[Text passage Boundary: Start]
Beyond robotics, our AlphaChip reinforcement learning method for accelerating and improving chip floorplanning is transforming the design process for chips found in data centers, smartphones and more. To accelerate adoption of these techniques, we released a pre-trained checkpoint to enable external parties to more easily make use of the AlphaChip open source release for their own chip designs. And we made Trillium, our sixth-generation and most performant TPU to date, generally available to Google Cloud customers. Advances in computer chips have accelerated AI. And now, AI can return the favor.

Left: Animation showing AlphaChip placing the open-source, Ariane RISC-V CPU, with no prior experience. Right: Animation showing AlphaChip placing the same block after having practiced on 20 TPU-related designs.

AlphaChip can learn the relationships between interconnected chip components and generalize across chips, letting AlphaChip improve with each layout it designs.

Our research also focused on correcting the errors in the physical hardware of today's quantum computers. In November, we launched AlphaQubit, an AI-based decoder that identifies quantum computing errors with state-of-the-art accuracy. This collaborative work brought together Google DeepMind’s ML knowledge and Google Research’s error correction expertise to accelerate progress on building a reliable quantum computer. In tests, it made 6% fewer errors than tensor network methods and 30% fewer errors than correlated matching.

Then in December, the Google Quantum AI team, part of Google Research, announced Willow, our latest quantum chip which can perform in under five minutes a benchmark computation that would take one of today’s fastest supercomputers 10 septillion years. Willow can reduce errors exponentially as it scales up using more qubits. In fact, it used our quantum error correction to cut the error rate in half, solving a 30+ year challenge known in the field as “below threshold.” This leap forward won the Physics Breakthrough of the Year award.

Animation showing the California coast behind a quantum chip and the word Willow

Willow has state-of-the-art performance across a number of metrics.
[Text passage Boundary: End]
■ Check your understanding ■
1. Please list every chip or processor that the passage on chips and quantum computing mentions by name.
2. Proceed with the passage on chips and quantum computing, picking up right after its final sentence.
The records have no connection to the passage on chips and quantum computing.
[Dataset content Boundary: Start]
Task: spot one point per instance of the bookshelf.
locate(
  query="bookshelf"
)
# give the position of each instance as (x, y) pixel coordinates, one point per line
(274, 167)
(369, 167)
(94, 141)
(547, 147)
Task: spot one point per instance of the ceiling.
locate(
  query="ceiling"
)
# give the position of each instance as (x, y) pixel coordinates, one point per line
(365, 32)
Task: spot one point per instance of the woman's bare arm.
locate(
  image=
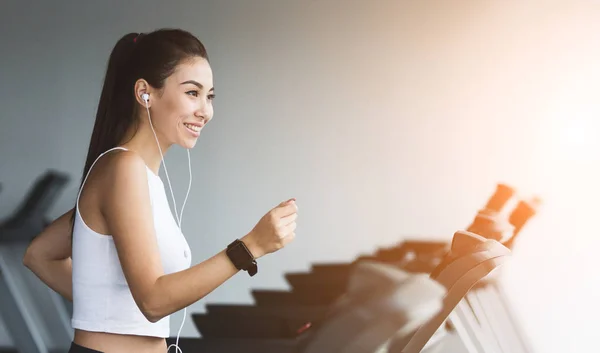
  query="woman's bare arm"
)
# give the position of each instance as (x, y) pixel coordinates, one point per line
(127, 211)
(49, 256)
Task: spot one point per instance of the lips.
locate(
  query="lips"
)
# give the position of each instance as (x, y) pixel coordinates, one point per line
(193, 127)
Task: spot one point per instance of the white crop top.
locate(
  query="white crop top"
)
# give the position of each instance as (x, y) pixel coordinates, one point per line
(102, 301)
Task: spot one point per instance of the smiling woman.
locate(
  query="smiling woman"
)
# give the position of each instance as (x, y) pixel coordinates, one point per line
(125, 261)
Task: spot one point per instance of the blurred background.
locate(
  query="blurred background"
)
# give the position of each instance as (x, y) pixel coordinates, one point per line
(385, 119)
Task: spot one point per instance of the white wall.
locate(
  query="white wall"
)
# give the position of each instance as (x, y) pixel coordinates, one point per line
(384, 119)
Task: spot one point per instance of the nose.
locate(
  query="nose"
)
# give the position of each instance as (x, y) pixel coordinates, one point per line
(203, 112)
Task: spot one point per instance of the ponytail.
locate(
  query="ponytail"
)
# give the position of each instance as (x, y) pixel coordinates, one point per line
(154, 57)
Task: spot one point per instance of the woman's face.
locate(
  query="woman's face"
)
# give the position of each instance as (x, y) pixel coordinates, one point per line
(185, 105)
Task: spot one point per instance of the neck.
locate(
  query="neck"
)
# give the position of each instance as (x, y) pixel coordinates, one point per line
(144, 143)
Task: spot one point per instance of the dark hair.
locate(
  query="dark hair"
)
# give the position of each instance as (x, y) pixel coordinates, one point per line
(152, 56)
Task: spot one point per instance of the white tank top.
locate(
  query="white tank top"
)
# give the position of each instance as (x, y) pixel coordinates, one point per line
(102, 301)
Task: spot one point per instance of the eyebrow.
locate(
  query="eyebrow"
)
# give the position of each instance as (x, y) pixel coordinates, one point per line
(196, 83)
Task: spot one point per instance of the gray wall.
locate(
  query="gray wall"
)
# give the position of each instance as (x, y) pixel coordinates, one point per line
(385, 119)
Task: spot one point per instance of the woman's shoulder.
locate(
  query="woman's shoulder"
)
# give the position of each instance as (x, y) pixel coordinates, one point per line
(122, 170)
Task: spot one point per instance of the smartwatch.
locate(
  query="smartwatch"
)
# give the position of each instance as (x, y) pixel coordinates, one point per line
(241, 257)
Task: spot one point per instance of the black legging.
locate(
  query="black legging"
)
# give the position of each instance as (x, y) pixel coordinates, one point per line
(75, 348)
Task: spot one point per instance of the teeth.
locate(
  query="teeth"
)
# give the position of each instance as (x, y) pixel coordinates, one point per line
(193, 127)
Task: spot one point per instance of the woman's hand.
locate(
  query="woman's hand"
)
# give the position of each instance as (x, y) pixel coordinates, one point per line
(274, 230)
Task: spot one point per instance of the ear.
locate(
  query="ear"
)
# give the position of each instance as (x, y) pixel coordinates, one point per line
(142, 87)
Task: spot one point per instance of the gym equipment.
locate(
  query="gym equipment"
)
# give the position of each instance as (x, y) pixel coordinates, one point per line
(494, 320)
(380, 301)
(313, 292)
(35, 316)
(470, 259)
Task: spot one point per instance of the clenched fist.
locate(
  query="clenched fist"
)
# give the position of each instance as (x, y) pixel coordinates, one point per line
(274, 230)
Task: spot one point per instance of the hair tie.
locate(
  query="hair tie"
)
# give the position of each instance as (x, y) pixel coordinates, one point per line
(135, 39)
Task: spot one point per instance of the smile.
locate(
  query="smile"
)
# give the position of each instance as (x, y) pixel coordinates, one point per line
(194, 128)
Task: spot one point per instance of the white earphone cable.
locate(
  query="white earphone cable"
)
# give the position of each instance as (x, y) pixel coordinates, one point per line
(178, 217)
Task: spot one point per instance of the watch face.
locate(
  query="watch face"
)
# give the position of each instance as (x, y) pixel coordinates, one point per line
(239, 255)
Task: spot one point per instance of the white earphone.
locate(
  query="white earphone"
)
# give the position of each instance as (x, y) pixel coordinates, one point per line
(146, 97)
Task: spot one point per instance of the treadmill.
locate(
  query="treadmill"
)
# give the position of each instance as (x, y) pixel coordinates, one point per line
(36, 318)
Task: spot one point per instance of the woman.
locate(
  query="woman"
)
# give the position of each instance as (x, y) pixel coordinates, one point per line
(119, 254)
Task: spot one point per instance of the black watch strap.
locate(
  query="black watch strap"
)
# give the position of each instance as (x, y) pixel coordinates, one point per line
(241, 257)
[Dataset content Boundary: End]
■ Responses in order ■
1. Trillium, Ariane RISC-V CPU, Willow

2.
Uncovering new solutions: progress in science, biology and mathematics

We continued to push the envelope on accelerating scientific progress with AI-based approaches, releasing a series of tools and papers this year that showed just how useful and powerful a tool AI is for advancing science and mathematics. We're sharing a few highlights.

In January, we introduced AlphaGeometry, an AI system engineered to solve complex geometry problems. Our updated version, AlphaGeometry 2, and AlphaProof, a reinforcement-learning-based system for formal math reasoning, achieved the same level as a silver medalist in July 2024’s International Mathematical Olympiad.

A geometric diagram featuring a triangle ABC inscribed in a larger circle, with various points, lines and another smaller circle intersecting the triangle

AlphaGeometry 2 solved Problem 4 in July 2024’s International Mathematical Olympiad within 19 seconds after receiving its formalization. Problem 4 asked to prove the sum of ∠KIL and ∠XPY equals 180°.

In collaboration with Isomorphic Labs, we introduced AlphaFold 3, our latest model which predicts the structure and interactions of all of life’s molecules. By accurately predicting the structure of proteins, DNA, RNA, ligands and more, and how they interact, we hope it will transform our understanding of the biological world and drug discovery.

Colorful protein structure against an abstract pink and blue gradient background

AlphaFold 3’s capabilities come from its next-generation architecture and training that now covers all of life’s molecules.

We made several key developments in protein-shaping. We announced AlphaProteo, an AI system for designing novel, high-strength protein binders. AlphaProteo can lead to the discovery of new drugs, the development of biosensors and improve our understanding of biological processes.

Illustration of a predicted protein binder structure in blue interacting with a target protein in yellow

AlphaProteo can generate new protein binders for diverse target proteins.

In collaboration with Harvard’s Lichtman Lab and others, we produced a nano-scale mapping of a piece of the human brain at a level of detail never previously achieved, and made it publicly available for researchers to build on. This follows a decade of working to advance our understanding of connectomics, with earlier work on fly brain and mouse brain connectomics now giving way to the larger scale and more complex human brain connectomics.

Magnified animation of lime green and bright purple cells spinning together in a mirror image

In the deepest layer of the cortex, clusters of cells tend to occur in mirror-image orientation to one another, as shown in this brain mapping project.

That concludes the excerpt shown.